» **Data to process**:
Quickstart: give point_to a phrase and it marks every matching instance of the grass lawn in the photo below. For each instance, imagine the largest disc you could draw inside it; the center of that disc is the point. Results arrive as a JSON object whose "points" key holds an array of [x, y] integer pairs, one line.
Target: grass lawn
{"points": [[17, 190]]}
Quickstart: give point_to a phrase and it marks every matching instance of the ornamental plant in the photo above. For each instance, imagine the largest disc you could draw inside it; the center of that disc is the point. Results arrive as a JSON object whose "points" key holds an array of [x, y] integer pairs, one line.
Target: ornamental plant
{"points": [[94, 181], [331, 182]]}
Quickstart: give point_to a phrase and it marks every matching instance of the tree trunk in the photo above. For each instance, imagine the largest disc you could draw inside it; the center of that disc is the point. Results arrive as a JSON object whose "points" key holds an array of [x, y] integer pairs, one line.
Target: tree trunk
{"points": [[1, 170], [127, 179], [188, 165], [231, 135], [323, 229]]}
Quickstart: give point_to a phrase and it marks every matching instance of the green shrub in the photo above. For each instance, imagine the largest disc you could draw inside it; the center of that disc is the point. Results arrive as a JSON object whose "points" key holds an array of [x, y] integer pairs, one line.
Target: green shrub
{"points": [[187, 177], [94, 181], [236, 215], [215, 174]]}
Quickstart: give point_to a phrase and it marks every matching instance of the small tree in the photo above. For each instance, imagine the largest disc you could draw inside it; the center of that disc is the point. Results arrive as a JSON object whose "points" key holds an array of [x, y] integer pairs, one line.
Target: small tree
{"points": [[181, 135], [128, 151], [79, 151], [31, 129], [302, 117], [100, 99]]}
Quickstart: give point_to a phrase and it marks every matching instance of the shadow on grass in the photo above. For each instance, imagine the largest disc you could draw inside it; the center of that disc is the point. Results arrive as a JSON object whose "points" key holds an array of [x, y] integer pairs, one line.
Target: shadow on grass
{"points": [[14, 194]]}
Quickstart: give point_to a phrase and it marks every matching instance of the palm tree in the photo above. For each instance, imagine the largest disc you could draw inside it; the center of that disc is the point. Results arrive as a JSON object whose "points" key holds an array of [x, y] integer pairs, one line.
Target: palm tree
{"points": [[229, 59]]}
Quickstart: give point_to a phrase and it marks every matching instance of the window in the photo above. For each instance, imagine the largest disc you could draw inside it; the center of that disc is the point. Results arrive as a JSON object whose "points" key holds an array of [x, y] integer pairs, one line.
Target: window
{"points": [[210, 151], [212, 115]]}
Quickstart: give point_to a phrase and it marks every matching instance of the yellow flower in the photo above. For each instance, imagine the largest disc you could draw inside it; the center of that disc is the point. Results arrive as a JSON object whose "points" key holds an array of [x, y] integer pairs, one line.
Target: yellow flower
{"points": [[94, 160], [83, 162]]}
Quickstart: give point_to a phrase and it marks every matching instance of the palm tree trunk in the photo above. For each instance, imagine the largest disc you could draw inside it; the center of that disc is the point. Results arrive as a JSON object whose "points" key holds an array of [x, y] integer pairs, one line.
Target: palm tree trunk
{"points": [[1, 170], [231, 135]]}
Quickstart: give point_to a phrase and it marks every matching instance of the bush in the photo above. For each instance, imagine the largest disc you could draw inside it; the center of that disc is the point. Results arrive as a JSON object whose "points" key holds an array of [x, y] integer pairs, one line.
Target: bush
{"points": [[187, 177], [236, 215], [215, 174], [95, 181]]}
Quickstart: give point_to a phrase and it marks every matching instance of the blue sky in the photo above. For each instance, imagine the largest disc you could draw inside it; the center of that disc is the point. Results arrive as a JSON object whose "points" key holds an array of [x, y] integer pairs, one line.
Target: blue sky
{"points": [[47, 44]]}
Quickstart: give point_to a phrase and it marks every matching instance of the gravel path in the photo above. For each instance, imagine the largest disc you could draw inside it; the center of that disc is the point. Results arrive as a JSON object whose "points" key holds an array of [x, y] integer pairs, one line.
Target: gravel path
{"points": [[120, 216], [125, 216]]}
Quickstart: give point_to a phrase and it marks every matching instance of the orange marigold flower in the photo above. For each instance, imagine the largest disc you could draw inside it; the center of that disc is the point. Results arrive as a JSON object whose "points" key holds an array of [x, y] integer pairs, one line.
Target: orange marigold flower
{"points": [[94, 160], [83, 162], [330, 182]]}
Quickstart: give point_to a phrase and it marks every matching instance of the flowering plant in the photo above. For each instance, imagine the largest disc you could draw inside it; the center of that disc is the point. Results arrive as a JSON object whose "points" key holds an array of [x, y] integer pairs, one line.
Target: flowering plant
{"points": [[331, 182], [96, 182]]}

» **How to complete this task**: Copy the data word for word.

» **Exercise solution**:
Quickstart: give point_to a phrase and it marks every matching instance of the grass lawn in the photo below. For each instance, imagine the largest disc you could draw inside it; the center of that disc is the point. Results arrive as a JSON object whose "points" key holds an array of [x, y] integer pairs, one line.
Target: grass lawn
{"points": [[17, 190]]}
Quickstart: give point_to a phrase and it marks every matching instance of the ornamental plant in the photo above. For each instance, imagine the largest disc you could draw inside it; the center of that disc is the point. Results arrive as a JSON object whose "points" key holds an array of [x, y] integer pairs, one line.
Target: ornamental plant
{"points": [[94, 181], [331, 182]]}
Quickstart: give point_to a phrase and it marks every matching instance of the tree trunk in the photo above. For each instance, imagine the largest disc you could draw inside it; the center of that disc is the point. Results arrive as a JSON object whose "points" key holds an array of [x, y] integer pairs, one line.
Target: tree trunk
{"points": [[1, 170], [127, 179], [188, 165], [231, 135], [323, 229]]}
Quickstart: give point_to a phrase and it marks every matching instance of the green shrub in the photo above. For each instance, imagine the largest disc you could draw inside it; the center of that disc is the point. Results arrive as a JSON object whose "points" key holds an array of [x, y] integer pairs, one line.
Target: green shrub
{"points": [[187, 177], [94, 181], [236, 215], [215, 174]]}
Quickstart: give point_to a phrase and it marks every matching instance of the small tree in the photo above. For each instance, imagine the largest disc you could draw inside it; the center of that disc is the point. Results arrive as a JSON object whose "points" key holds an array of [x, y] integer pairs, one line.
Target: small tree
{"points": [[181, 135], [128, 151], [79, 151], [31, 129], [302, 117], [100, 99]]}
Quickstart: give point_to a phrase and it marks every matching instance of the shadow on grass in the photo above. For each instance, imagine the largest disc you could draw inside it; the center of that disc is the point. Results arrive as a JSON object whose "points" key holds an array of [x, y] integer pairs, one line.
Target: shadow on grass
{"points": [[14, 194]]}
Quickstart: give point_to a phrase and it marks every matching instance of the palm tree in the photo above. For each instance, imagine the largest disc you could draw inside it; the center of that disc is the point. Results arrive as a JSON object whose "points" key holds an array of [x, y] integer pairs, one line.
Target: palm tree
{"points": [[229, 59]]}
Quickstart: give point_to a phrase and it marks every matching instance of the window in the photo above. For each instance, imagine the largest disc you could draw inside it; the center of that disc is the point. Results arrive as a JSON object whose "points" key holds an array of [x, y] integer pairs, one line.
Target: window
{"points": [[210, 151], [212, 115]]}
Quickstart: give point_to a phrase and it marks every matching instance of the yellow flower in the photo above. For each instance, imagine the largest disc you could draw inside it; the center of that disc is the point. Results arrive as a JSON object whose "points" key holds an array of [x, y] integer pairs, one line.
Target: yellow flower
{"points": [[94, 160], [83, 162]]}
Quickstart: give point_to a phrase and it marks every matching instance of the palm tree trunk in the photo above. For each instance, imagine the largest disc you could draw inside it; the center of that disc is the point. Results arrive as a JSON object whose "points" key holds an array of [x, y] integer pairs, one line.
Target: palm tree trunk
{"points": [[1, 170], [231, 135]]}
Quickstart: give point_to a phrase and it marks every matching instance of the bush in the photo above. For each instance, imagine the largest disc you could draw inside it; the center of that disc is the point. Results arrive as a JSON object whose "points" key holds an array of [x, y] integer pairs, one line.
Target: bush
{"points": [[187, 177], [236, 215], [215, 174], [95, 181]]}
Quickstart: give point_to a phrase and it marks every matching instance of the blue sky in the photo above. For each instance, imagine the largest disc you could draw inside it; the center of that disc is the point. Results arrive as a JSON object whose "points" key holds an array of [x, y] integer pairs, one line.
Target: blue sky
{"points": [[47, 44]]}
Quickstart: give point_to a phrase and it marks every matching instance of the gravel path in the photo above. For each instance, imagine the largest disc you could draw inside it; the center of that disc is the point. Results arrive as a JSON object whose "points" key holds an array of [x, y] integer pairs, one line.
Target: gravel path
{"points": [[120, 216], [125, 216]]}
Quickstart: give point_to a phrase and it marks every matching instance of the orange marigold flower in the photo above. For each instance, imagine the largest disc you could draw inside it; the center of that disc is the point. Results arrive as a JSON object whose "points" key holds an array of [x, y] integer pairs, one line.
Target: orange marigold flower
{"points": [[94, 160], [83, 162], [330, 182]]}
Quickstart: give point_to a phrase and it marks every matching instance of the flowering plant in the photo above. For each instance, imagine the largest disc you could draw inside it; the center of that disc is the point. Results arrive as a JSON object whose "points" key holds an array of [x, y] integer pairs, one line.
Target: flowering plant
{"points": [[331, 182], [96, 182]]}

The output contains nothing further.